*** Opening Selected passage ***

Focus on patients, the rest will follow, says new CMA pres

Lauren Vogel | CMAJ | August 22, 2017

Canadian Medical Association President Dr. Laurent Marcoux says that serving patients first serves physicians, too.

 

Canada’s health system should serve the interests and needs of patients first and foremost, says incoming Canadian Medical Association (CMA) President Dr. Laurent Marcoux.

“Despite the challenges we’re facing, and the need to adapt the way we practice, our professionalism will always be defined as total commitment to our patients,” Marcoux said in his inaugural address to CMA General Council. Technology is opening up new frontiers in medicine, but more importantly, “new modes of communication to allow each and every one of us to act and advocate on behalf of our patients,” he said.

Innovation and advocacy for patients will be central concerns of Marcoux’s term as CMA president. “We’re better positioned than anyone to understand their needs and the most appropriate ways to meet their expectations,” he said.

Since graduating from the Université Laval in Quebec City in 1973, Marcoux has worked in many areas of medicine, with a focus on improving access to care. In 1976, he founded the Centre médical Saint-Denis, a rural primary and secondary care clinic where he practised family medicine. He also practised general medicine in a short-term institution, provided house calls for seniors in his community, and served as president of the council of physicians, dentists and pharmacists of the Centre hospitalier Honoré-Mercier in Saint-Hyacinthe.

Long before “patient-centred” became a buzzword in medicine, Marcoux recognized that his colleagues’ greatest unhappiness stemmed from systems that got in the way of serving their patients. “If we have to struggle with the health care system that doesn’t provide the patient’s need, that’s a big disappointment for a doctor and it can make him angry and frustrated,” he told CMAJ.

Marcoux’s interest in health reform led him to complete a master’s degree in health administration at the Université de Montréal in 2000, and then to head the regional general medicine department in Montérégie, the second largest region in Quebec. During this period, Marcoux also served as director of professional services and medical affairs at the Centre de santé et services sociaux Jardins-Roussillon in Châteauguay, as well as a member of several provincial committees.

His experiences convinced him that the hospital-centric model of health care established under medicare five decades ago is “no longer relevant,” particularly for an aging population. “We have to change the organization to avoid what is not necessary and bring the care when and where it is needed,” Marcoux said.

*** Closing Selected passage ***

■ Task goal:
Please answer these questions using the article on the new CMA president:
(a) In what year did Marcoux found the Centre médical Saint-Denis?
(b) At which university did he complete a master's degree in health administration?
(c) How does he describe the hospital-centric model of health care established under medicare?
The entries after the article are separate material and have no connection to it.

*** Opening Record set ***

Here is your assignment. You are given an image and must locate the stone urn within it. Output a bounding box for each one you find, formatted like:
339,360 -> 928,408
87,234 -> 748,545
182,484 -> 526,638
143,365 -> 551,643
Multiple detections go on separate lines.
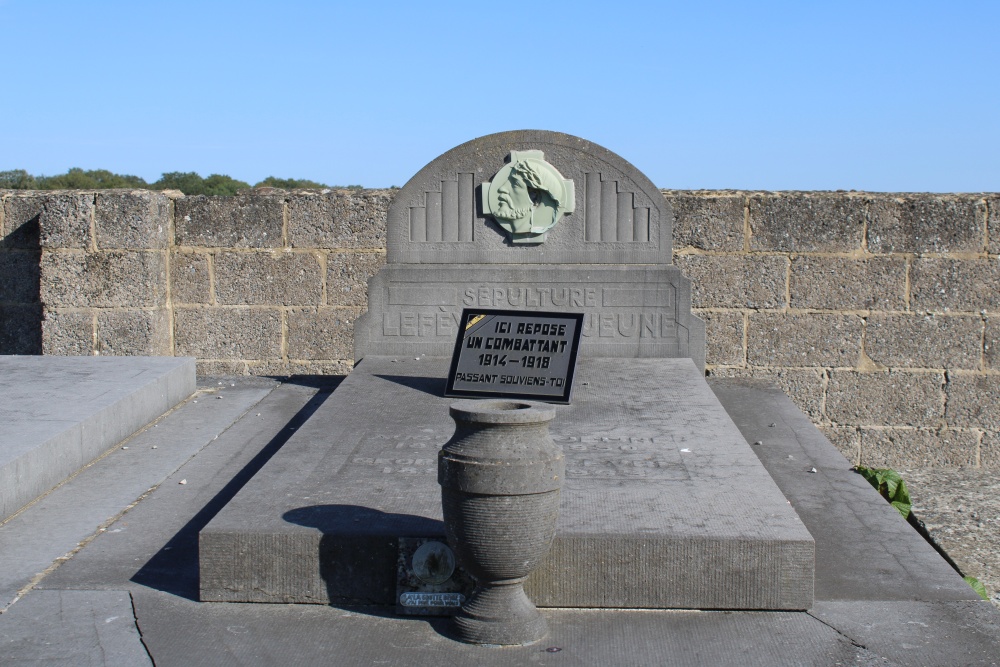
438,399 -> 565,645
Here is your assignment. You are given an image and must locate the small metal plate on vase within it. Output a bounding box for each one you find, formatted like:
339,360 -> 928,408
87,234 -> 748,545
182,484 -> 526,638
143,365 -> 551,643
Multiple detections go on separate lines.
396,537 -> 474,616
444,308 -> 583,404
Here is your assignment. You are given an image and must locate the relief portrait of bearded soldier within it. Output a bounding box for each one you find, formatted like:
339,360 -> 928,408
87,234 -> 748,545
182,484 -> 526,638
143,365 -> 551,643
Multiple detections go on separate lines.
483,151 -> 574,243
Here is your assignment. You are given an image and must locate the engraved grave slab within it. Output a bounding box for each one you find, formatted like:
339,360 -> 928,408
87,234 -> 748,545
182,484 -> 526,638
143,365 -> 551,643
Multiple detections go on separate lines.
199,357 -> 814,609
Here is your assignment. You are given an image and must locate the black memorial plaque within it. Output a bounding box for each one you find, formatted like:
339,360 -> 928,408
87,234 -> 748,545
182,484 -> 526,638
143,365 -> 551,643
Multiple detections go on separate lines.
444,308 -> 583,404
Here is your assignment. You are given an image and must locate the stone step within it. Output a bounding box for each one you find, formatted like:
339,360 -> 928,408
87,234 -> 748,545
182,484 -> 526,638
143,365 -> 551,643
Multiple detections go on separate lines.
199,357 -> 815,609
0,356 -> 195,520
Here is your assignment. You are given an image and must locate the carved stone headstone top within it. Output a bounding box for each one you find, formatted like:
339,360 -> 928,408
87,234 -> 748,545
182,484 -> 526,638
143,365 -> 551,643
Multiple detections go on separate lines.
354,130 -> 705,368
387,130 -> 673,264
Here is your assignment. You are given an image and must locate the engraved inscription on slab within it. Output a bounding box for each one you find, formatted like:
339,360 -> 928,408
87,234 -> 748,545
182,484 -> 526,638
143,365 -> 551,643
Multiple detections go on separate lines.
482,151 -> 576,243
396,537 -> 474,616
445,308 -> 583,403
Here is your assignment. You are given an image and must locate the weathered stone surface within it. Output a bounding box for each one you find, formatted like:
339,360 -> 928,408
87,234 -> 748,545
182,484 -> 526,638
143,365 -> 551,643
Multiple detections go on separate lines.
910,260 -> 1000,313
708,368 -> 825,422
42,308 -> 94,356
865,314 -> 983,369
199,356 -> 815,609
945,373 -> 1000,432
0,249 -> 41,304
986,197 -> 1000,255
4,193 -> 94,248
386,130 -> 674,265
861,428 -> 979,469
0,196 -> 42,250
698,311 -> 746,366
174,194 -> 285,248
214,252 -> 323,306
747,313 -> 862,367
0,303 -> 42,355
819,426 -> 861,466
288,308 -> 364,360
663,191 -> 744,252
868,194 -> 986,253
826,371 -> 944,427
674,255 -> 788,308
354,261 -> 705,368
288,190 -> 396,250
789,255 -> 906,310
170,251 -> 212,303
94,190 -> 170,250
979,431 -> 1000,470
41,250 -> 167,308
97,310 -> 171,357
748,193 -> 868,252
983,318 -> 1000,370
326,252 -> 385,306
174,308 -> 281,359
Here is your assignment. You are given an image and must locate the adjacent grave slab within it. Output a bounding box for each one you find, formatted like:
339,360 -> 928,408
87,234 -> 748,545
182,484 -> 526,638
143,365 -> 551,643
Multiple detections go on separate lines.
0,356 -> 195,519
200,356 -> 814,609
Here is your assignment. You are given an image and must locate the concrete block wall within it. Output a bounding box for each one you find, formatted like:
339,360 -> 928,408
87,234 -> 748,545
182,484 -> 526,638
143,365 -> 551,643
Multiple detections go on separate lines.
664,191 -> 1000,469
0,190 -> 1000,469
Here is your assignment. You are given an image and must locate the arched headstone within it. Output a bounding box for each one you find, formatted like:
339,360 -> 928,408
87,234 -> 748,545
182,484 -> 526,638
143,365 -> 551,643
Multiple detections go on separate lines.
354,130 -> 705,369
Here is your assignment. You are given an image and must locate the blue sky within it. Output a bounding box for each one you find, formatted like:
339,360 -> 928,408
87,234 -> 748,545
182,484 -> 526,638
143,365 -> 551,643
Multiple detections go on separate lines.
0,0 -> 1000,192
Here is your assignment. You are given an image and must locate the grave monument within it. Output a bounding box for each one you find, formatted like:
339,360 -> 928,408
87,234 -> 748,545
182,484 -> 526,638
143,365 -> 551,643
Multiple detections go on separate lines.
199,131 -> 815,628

*** Closing Record set ***
*** Opening Record set ***

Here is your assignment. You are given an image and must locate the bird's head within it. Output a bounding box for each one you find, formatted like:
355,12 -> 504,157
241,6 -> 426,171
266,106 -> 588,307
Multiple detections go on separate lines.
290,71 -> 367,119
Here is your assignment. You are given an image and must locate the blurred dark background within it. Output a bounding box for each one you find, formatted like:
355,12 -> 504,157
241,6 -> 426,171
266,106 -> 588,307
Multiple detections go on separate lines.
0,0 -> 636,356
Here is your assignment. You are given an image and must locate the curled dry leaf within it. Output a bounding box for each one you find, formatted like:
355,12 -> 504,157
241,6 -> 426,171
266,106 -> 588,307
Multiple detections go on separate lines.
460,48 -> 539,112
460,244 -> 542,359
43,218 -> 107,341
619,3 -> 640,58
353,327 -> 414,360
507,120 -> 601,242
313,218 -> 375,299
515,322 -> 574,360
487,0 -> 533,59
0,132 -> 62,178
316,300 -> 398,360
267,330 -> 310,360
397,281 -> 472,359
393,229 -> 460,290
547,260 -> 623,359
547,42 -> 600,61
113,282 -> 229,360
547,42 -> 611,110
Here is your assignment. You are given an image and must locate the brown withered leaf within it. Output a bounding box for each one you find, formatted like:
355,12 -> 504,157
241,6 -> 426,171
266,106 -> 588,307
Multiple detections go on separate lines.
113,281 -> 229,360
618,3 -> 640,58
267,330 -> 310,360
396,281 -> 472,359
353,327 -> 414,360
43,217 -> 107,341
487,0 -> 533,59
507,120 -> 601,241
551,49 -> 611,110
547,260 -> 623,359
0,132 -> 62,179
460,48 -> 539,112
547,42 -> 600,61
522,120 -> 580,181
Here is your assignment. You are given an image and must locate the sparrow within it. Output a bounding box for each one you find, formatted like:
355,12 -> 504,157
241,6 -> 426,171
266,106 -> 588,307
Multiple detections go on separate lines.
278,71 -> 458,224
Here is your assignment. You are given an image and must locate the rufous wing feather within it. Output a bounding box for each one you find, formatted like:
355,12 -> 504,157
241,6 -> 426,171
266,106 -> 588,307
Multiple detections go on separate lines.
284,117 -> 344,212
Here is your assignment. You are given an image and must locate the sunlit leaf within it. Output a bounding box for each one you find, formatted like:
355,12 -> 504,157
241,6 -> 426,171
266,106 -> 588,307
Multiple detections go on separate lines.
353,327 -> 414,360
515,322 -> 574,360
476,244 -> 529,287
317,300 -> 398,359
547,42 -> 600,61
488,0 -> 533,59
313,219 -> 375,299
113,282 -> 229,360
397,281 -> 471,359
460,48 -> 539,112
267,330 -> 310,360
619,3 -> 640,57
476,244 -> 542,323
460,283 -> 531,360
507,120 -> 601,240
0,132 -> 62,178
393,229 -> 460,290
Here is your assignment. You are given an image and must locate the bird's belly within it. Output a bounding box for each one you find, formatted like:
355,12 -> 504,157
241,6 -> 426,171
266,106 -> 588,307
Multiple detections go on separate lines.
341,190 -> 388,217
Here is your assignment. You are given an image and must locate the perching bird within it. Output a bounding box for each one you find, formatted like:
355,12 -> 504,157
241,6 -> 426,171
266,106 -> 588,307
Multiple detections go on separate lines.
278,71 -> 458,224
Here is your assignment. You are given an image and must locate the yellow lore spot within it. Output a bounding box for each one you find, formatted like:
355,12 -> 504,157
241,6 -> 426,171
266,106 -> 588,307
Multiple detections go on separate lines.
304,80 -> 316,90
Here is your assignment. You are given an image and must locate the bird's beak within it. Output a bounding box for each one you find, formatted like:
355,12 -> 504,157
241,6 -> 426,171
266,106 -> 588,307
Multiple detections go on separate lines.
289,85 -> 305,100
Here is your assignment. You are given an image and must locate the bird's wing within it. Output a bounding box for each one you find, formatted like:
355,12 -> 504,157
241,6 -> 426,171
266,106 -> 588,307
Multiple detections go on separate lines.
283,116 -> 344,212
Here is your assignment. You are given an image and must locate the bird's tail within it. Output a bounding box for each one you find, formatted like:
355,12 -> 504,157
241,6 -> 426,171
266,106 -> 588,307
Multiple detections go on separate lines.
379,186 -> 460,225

*** Closing Record set ***
*** Opening Record set ***

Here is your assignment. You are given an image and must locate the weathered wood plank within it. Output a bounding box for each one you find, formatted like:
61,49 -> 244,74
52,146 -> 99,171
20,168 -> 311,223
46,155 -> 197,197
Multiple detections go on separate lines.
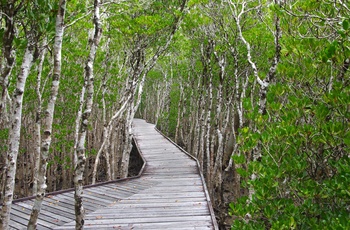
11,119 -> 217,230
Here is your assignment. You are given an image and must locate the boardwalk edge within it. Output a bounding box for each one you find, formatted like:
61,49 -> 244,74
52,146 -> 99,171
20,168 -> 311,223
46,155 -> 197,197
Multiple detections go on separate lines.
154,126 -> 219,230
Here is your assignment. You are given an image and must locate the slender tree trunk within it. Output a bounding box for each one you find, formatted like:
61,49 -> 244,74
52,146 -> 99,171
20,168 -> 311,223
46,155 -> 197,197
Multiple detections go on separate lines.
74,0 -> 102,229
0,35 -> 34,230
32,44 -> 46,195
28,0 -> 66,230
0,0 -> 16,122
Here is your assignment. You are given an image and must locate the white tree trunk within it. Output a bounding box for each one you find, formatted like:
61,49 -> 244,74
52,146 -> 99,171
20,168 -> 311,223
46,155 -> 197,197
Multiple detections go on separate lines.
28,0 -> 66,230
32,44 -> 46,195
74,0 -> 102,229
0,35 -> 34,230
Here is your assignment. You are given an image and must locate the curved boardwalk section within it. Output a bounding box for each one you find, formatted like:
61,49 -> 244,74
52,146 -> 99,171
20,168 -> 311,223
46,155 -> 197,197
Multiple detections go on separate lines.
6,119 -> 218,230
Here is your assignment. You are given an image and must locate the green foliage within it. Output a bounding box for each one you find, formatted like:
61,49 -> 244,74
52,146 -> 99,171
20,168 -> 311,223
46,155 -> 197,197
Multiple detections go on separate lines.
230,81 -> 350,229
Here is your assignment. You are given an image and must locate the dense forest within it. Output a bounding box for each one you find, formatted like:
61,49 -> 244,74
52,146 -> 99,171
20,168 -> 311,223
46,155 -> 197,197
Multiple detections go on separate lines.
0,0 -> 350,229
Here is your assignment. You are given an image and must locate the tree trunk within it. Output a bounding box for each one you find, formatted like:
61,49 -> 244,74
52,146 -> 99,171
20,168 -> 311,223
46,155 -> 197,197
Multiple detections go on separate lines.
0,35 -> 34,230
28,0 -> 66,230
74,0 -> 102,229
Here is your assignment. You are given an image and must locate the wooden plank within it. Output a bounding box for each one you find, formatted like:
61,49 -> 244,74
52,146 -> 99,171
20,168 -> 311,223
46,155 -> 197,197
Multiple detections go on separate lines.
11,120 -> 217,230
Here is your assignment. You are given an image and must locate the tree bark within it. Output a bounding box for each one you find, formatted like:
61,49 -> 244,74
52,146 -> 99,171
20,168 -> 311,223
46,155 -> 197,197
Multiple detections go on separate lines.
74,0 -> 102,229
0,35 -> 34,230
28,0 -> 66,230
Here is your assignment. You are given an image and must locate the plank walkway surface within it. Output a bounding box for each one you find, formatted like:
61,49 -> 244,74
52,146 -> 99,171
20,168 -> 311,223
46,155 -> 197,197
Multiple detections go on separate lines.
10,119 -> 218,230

*** Closing Record set ***

■ Written answer:
(a) 1976
(b) The Université de Montréal
(c) As "no longer relevant"